* _Directions for this task_:
Please repeat the whole listing exactly, but leave the pictures out.

* _Material supplied_:
•••

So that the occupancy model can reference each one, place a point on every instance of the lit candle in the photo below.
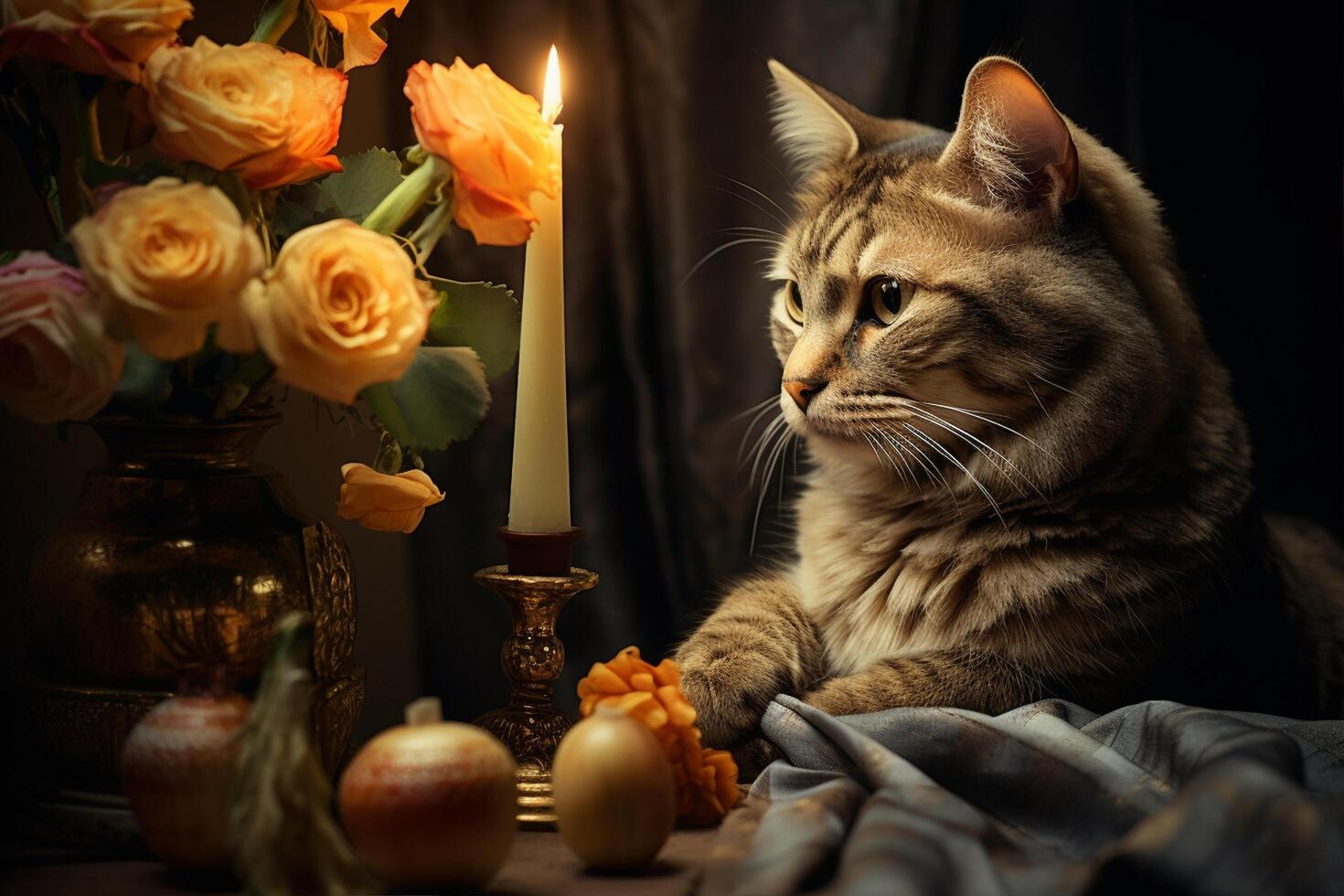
(539, 500)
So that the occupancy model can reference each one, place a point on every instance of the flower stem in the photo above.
(409, 195)
(274, 20)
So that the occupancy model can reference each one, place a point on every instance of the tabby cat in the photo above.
(1029, 477)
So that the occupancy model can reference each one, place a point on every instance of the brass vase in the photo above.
(179, 555)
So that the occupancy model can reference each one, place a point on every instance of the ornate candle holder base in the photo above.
(532, 657)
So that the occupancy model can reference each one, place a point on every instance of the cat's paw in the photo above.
(729, 696)
(752, 756)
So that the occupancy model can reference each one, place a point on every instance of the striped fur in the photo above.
(1035, 481)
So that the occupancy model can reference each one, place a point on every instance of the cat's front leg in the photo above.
(968, 678)
(757, 644)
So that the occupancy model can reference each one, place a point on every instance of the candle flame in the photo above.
(551, 96)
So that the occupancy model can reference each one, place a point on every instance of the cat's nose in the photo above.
(803, 391)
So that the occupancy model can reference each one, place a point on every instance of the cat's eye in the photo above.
(794, 301)
(883, 297)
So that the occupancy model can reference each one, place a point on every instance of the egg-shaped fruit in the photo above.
(614, 792)
(175, 767)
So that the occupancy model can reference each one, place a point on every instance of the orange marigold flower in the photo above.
(706, 779)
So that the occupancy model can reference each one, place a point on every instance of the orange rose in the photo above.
(167, 260)
(500, 148)
(355, 19)
(340, 309)
(269, 114)
(386, 503)
(96, 37)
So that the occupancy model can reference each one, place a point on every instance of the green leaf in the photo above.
(480, 316)
(354, 192)
(145, 380)
(274, 20)
(438, 400)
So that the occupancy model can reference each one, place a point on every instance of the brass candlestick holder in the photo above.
(535, 586)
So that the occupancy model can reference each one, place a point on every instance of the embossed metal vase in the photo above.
(180, 554)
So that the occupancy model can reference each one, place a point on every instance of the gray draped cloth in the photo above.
(1047, 798)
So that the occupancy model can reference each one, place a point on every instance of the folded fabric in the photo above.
(1047, 798)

•••

* _Output_:
So that the occupancy model can reference each one, place a point on every instance of the lit candle in the photo below.
(539, 500)
So that the occupancy model can reference each one, place a point on every instance of the flower stem in the photo above.
(409, 195)
(274, 20)
So that the occupancy model can reference each one, place a point on every instance of the tabby cat in the photo above.
(1029, 477)
So that the occupancy model can reference each one, place a point on every instance of the brass vase in the photo above.
(179, 555)
So that the occupancy model can reference each one, place a point on every instance of the ornate candle holder base in the photo above.
(532, 657)
So that the occupancy model can reference each one, place a point on every instance of the cat's paw in the photo above.
(729, 696)
(752, 756)
So that the occupancy model can reference each one, place a point on every instance of the striped fur in the photo above.
(1035, 481)
So that the occupancy model can reference each one, place a point on every instance of the cat's front leg in the photo above.
(968, 678)
(757, 644)
So that the occupancy model can reference each one, place a point on every instance of the candle flame in the photo above.
(551, 96)
So that the occupancy model can reference each one, place a point on every instance of the cat's nose in the photo above.
(803, 391)
So that the occupancy model can reference each one, place a point on every instance of the cat's eye in the photo above.
(794, 301)
(883, 297)
So that the occupancy model can reference each one, place a point on every instance of the egg-shaped fruit in the photo above.
(614, 792)
(175, 767)
So that the occupancy model can reference each one, place a point on every instance of the orange marigold flower in the photo above.
(706, 779)
So that the occupancy model can reference each one, place a point on every instance of the orange rose in the photo above.
(167, 260)
(500, 148)
(355, 19)
(340, 309)
(269, 114)
(386, 503)
(96, 37)
So that the occupancy model can reference each one, place a point on every instance of the green leaf in the photo above.
(480, 316)
(354, 192)
(145, 380)
(274, 20)
(438, 400)
So that the occupancy model can reference each one, place a point on every instance of the brass candlestick holder in the photo above.
(535, 586)
So that the occupancy model can reference each one, place a point on every instance of the embossed metal vase in the photo above.
(180, 554)
So that the occupancy model can reference each one, place a point on every instance of the gray draped cloth in the photo above.
(1047, 798)
So that the occupancy model can reference each one, place a point on every instance of the folded fabric in the photo above.
(1047, 798)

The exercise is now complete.